+++ GIVEN ENTRIES +++
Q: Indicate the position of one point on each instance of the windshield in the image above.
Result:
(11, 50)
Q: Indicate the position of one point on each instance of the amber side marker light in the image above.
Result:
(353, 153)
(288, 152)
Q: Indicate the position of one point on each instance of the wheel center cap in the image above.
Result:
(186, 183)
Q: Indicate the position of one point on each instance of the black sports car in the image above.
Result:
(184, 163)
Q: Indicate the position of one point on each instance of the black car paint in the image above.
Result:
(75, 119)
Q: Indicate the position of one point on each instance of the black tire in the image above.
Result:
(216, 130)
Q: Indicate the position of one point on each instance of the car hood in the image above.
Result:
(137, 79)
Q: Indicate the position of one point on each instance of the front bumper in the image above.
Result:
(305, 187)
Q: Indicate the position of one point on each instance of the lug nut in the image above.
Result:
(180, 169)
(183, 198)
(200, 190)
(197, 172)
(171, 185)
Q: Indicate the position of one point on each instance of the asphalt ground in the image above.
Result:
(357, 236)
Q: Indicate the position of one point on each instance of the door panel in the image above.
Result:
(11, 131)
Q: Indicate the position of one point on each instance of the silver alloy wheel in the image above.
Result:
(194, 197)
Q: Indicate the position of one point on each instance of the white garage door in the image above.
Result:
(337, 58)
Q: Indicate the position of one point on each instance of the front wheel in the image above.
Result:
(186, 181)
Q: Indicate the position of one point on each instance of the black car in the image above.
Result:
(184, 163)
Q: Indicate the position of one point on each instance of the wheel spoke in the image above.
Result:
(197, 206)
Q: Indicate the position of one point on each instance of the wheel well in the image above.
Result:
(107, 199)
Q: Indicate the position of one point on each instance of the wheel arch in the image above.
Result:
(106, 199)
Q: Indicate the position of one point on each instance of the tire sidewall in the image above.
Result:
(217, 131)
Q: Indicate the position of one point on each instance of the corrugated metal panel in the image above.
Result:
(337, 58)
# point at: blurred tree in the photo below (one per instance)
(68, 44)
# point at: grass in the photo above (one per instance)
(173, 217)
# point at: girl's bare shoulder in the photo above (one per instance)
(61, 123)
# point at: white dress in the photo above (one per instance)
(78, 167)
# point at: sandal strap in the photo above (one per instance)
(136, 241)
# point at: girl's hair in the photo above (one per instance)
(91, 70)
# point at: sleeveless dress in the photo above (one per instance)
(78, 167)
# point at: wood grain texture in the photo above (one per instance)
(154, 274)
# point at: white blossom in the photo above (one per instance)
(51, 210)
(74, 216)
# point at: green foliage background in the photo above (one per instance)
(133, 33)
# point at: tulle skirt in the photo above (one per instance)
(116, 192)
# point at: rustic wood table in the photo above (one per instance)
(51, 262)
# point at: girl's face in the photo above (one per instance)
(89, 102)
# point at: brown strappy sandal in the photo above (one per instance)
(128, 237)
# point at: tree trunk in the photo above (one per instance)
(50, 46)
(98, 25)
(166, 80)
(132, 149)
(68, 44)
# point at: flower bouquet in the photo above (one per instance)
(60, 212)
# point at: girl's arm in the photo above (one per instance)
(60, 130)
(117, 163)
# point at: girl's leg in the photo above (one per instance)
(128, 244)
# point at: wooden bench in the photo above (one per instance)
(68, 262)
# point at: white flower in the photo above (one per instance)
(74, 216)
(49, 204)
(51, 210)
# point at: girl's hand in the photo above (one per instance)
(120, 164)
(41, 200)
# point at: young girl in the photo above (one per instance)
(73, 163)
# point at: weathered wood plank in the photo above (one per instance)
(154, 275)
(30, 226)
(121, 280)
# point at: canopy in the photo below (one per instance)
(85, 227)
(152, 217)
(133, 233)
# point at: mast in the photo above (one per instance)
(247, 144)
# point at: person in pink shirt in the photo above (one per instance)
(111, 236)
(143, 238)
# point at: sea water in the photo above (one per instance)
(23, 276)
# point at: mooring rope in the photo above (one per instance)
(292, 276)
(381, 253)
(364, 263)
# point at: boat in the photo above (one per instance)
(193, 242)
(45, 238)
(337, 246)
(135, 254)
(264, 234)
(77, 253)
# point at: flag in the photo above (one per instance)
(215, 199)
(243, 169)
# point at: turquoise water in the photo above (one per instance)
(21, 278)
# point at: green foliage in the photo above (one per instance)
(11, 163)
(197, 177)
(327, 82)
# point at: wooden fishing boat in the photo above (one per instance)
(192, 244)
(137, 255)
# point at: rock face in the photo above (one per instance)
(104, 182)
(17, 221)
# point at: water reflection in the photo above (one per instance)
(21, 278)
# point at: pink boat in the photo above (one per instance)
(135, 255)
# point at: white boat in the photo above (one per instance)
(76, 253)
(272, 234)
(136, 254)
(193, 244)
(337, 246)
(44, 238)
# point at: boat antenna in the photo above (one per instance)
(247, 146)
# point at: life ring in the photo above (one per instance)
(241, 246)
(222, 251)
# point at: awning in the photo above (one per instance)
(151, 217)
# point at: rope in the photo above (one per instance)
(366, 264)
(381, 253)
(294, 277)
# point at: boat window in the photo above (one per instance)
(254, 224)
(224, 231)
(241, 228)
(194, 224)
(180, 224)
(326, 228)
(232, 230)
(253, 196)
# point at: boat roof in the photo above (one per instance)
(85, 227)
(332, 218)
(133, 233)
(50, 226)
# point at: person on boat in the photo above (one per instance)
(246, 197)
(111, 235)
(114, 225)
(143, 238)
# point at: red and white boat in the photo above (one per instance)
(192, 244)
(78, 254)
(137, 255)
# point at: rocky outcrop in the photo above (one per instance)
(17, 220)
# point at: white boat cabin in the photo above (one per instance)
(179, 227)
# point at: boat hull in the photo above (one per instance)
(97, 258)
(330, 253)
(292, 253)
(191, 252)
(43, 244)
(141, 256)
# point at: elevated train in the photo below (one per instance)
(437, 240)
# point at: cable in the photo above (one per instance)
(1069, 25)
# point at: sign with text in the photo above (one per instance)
+++
> [TASK DIRECTIONS]:
Type the material above out again, exactly.

> [PROBLEM SOLUTION]:
Q: Indicate the position of one point on each instance of the windshield in the image above.
Result:
(11, 50)
Q: Indicate the position of one point on each instance of the amber side marker light in the image above.
Result:
(353, 153)
(288, 152)
Q: Indicate the position of one point on each instance of the wheel center cap in the image above.
Result:
(186, 183)
Q: Indicate the position of one point on each instance of the black sports car in the image above.
Result:
(184, 163)
Q: Indicate the position of one point on each instance of the black car paint in the image above.
Result:
(75, 119)
Q: Indicate the position of one point on each instance of the black tire in the image above.
Result:
(216, 130)
Q: Indicate the position of one point on each instance of the car hood in the image above.
Result:
(137, 79)
Q: Indicate the position of one point on each instance of the front bumper in the image above.
Result:
(305, 187)
Q: Indicate the position of one point on each instance of the lug nut in the image above.
Result:
(180, 169)
(183, 198)
(200, 190)
(197, 172)
(171, 185)
Q: Indicate the position of one point on each instance of the asphalt ground in the image above.
Result:
(357, 236)
Q: Indicate the position of one point on each instance of the door panel in the image above.
Result:
(11, 131)
Q: Indicate the position of one point on each instance of the silver alloy wheel in the image above.
Result:
(194, 197)
Q: Indicate the position of one point on each instance of the white garage door in the image above.
Result:
(337, 58)
Q: Indicate the position of one point on each instance of the front wheel in the image above.
Result:
(186, 181)
Q: Indicate the position of one point on each instance of the black car in the image above.
Result:
(184, 163)
Q: Indicate the position of one point on each instance of the wheel spoke in the image above.
Result:
(197, 206)
Q: Indicate the position of one point on each instance of the wheel well in the image above.
Result:
(107, 199)
Q: Indicate the position of one point on each instance of the wheel arch in the image above.
Result:
(106, 199)
Q: Indicate the position of one point on each instance of the tire sidewall in the image above.
Result:
(217, 131)
Q: Indicate the position of one point on each instance of the corrugated metal panel in the image above.
Result:
(337, 58)
# point at: blurred tree in the photo below (one per instance)
(68, 44)
# point at: grass in the photo above (one per instance)
(173, 217)
# point at: girl's bare shoulder in the photo above (one per instance)
(61, 123)
# point at: white dress in the photo above (one per instance)
(78, 167)
# point at: sandal strap in the photo above (one per instance)
(136, 241)
# point at: girl's hair in the photo above (one per instance)
(91, 70)
# point at: sleeveless dress in the photo above (one per instance)
(78, 167)
# point at: wood grain texture in the photo above (one per instance)
(154, 274)
# point at: white blossom in the photo above (one per instance)
(51, 210)
(74, 216)
# point at: green foliage background in the photo above (one per instance)
(133, 33)
# point at: tulle skirt in the photo above (one per instance)
(116, 192)
# point at: rustic wood table in the photo above (one per instance)
(51, 262)
# point at: girl's face in the photo above (one per instance)
(89, 102)
# point at: brown strappy sandal in the photo above (one per instance)
(128, 237)
# point at: tree trunk in the photo above (one per instance)
(50, 46)
(98, 25)
(166, 80)
(132, 149)
(68, 44)
# point at: flower bouquet in the photo above (one per instance)
(60, 212)
# point at: girl's arm in the photo above (one per instance)
(60, 130)
(117, 163)
# point at: girl's leg in the photo above (one per instance)
(128, 244)
# point at: wooden bench in the photo above (one per instance)
(68, 262)
# point at: white flower in the photo above (one per instance)
(74, 216)
(49, 204)
(51, 210)
# point at: girl's hand in the photo above (one per instance)
(120, 164)
(41, 200)
# point at: young girl in the photo above (one per instance)
(73, 163)
# point at: weathered wood plank in the photo above (one per instance)
(154, 275)
(30, 226)
(121, 280)
# point at: canopy in the photo below (one per instance)
(85, 227)
(152, 217)
(133, 233)
# point at: mast in the photo above (one per instance)
(247, 144)
# point at: person in pink shirt in the photo above (one per instance)
(111, 236)
(143, 238)
# point at: sea water in the photo above (one per instance)
(23, 276)
# point at: mooring rope in the photo above (one per instance)
(292, 276)
(381, 253)
(364, 263)
# point at: boat in the photo above (one per instance)
(193, 242)
(45, 238)
(337, 246)
(135, 254)
(264, 234)
(77, 253)
# point at: flag in the photo above (one per instance)
(215, 199)
(243, 169)
# point at: turquoise water in the photo above (one per instance)
(21, 278)
# point at: green foliage in the photo above (one per instance)
(11, 163)
(197, 177)
(327, 82)
# point at: wooden fishing boat in the photo above (one per instance)
(192, 244)
(137, 255)
# point at: rock face in the photo above (one per instance)
(104, 182)
(17, 221)
# point at: water reflection in the photo above (one per instance)
(21, 278)
# point at: pink boat in the photo above (one per instance)
(135, 255)
# point at: white boat in the photo above (one per instance)
(76, 253)
(272, 234)
(136, 254)
(193, 244)
(337, 246)
(44, 238)
# point at: boat antenna in the photo above (one per instance)
(247, 146)
# point at: life ring in the photo above (one per instance)
(241, 246)
(222, 251)
# point at: awning in the photo above (one per instance)
(151, 217)
# point at: rope in the photo above (one per instance)
(366, 264)
(381, 253)
(294, 277)
# point at: boat window in the photo above (one per instance)
(254, 224)
(224, 231)
(241, 228)
(194, 224)
(180, 224)
(326, 228)
(232, 230)
(253, 196)
# point at: boat roof in the photo above (one per instance)
(85, 227)
(332, 218)
(133, 233)
(50, 226)
# point at: person on boat in the photo above (one per instance)
(246, 197)
(111, 235)
(114, 225)
(143, 238)
# point at: red and white boat in the photo above (one per instance)
(192, 244)
(78, 254)
(137, 255)
# point at: rocky outcrop in the photo above (one per instance)
(17, 220)
# point at: white boat cabin in the photo above (one per instance)
(179, 227)
# point at: boat hull in the photo above (one per instance)
(97, 258)
(330, 253)
(292, 253)
(191, 252)
(43, 244)
(141, 256)
# point at: elevated train in the photo below (one per instance)
(437, 240)
# point at: cable in the photo above (one per instance)
(1069, 25)
# point at: sign with text in the photo above (one per instance)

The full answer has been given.